Rename "rough mask" to "coarse mask" in the records, from their start through the line containing "rough mask: <svg", and write out those lines with nothing else changed. Leave out the pictures.

Records shown: Begin

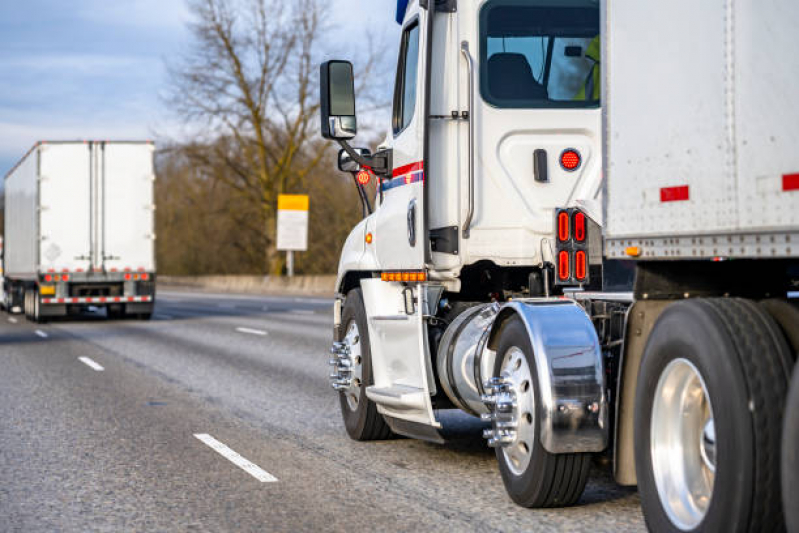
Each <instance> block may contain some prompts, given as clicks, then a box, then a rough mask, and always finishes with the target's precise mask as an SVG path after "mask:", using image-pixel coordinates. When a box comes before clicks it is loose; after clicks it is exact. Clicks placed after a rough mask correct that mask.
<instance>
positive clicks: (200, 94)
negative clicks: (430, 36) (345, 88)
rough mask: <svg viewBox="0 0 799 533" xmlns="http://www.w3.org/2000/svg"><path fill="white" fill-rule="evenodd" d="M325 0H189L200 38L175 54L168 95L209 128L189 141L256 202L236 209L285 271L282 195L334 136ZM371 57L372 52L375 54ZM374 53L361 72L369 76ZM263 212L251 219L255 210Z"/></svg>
mask: <svg viewBox="0 0 799 533" xmlns="http://www.w3.org/2000/svg"><path fill="white" fill-rule="evenodd" d="M325 6H326V2H325V3H323V2H322V1H320V0H295V1H292V2H285V1H283V0H191V1H190V7H191V10H192V11H193V13H194V15H195V21H194V22H193V23H192V25H191V32H192V34H193V37H194V47H193V48H192V50H191V51H190V52H189V53H188V54H186V55H184V56H183V57H182V58H180V60H179V61H178V62H177V63H174V64H171V65H170V66H169V69H170V78H171V85H170V92H169V96H168V98H167V101H168V102H167V103H168V104H169V105H170V107H171V108H172V109H173V110H174V111H175V112H176V113H177V114H178V116H180V117H181V118H182V119H183V120H184V121H185V122H186V123H187V124H193V125H197V124H202V125H203V128H204V132H205V135H204V136H203V137H200V138H198V140H196V141H195V142H192V143H188V144H186V145H185V146H184V147H183V151H184V153H185V155H186V156H187V157H188V158H189V160H190V161H191V162H192V163H193V164H194V165H196V166H197V167H199V168H202V169H205V172H206V175H207V177H209V178H210V179H216V180H220V181H222V182H223V183H225V184H226V185H228V186H229V187H230V188H232V189H233V191H235V194H236V195H237V197H238V198H239V199H241V200H242V201H245V202H247V203H248V204H249V205H250V206H255V207H256V209H254V210H253V209H246V210H244V211H243V212H244V213H247V214H248V215H249V216H247V217H246V218H245V217H242V216H241V215H242V212H241V211H239V210H236V211H234V212H231V216H232V217H237V218H238V222H239V223H240V224H241V227H243V228H249V230H251V231H255V232H257V233H258V235H260V250H250V251H249V252H248V253H261V254H263V260H264V270H265V271H271V272H272V273H279V272H280V270H281V268H282V258H281V257H280V255H279V254H277V253H276V250H275V226H276V203H277V195H279V194H282V193H287V192H288V193H291V192H303V190H304V188H305V181H306V179H307V178H308V176H309V174H310V173H311V171H312V170H314V169H315V168H316V166H317V165H318V164H319V162H320V161H321V160H322V158H323V157H324V154H325V152H326V149H327V148H328V144H327V143H325V142H323V141H322V140H321V139H320V138H319V136H318V134H317V121H318V112H319V101H318V64H319V59H320V35H321V34H322V32H323V30H324V28H323V21H324V20H326V18H325V16H326V11H327V8H326V7H325ZM371 57H372V58H373V57H375V56H374V55H372V56H371ZM374 64H375V61H374V60H373V59H370V60H369V61H368V62H367V64H366V68H365V70H366V71H365V72H363V74H364V76H363V77H362V78H361V79H368V75H369V73H370V72H371V70H372V69H373V67H374ZM253 212H255V213H257V215H256V217H255V219H253V216H252V213H253Z"/></svg>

Records shown: End

### Completed task:
Each <instance> block may contain some prompts, given as clicks, then a box, then a coarse mask, and always finishes with the target's precise mask as an SVG path after "mask:", using image-pixel coordinates. When a box comes before clicks it is loose; after clicks it is exact. Clicks placed after a coarse mask correct that mask.
<instance>
positive clicks: (200, 94)
negative clicks: (430, 36) (345, 88)
coarse mask: <svg viewBox="0 0 799 533" xmlns="http://www.w3.org/2000/svg"><path fill="white" fill-rule="evenodd" d="M325 0H189L200 38L175 54L168 95L209 128L189 141L256 202L236 209L285 271L282 195L334 136ZM371 57L372 52L375 54ZM374 53L361 72L369 76ZM263 212L251 219L255 210Z"/></svg>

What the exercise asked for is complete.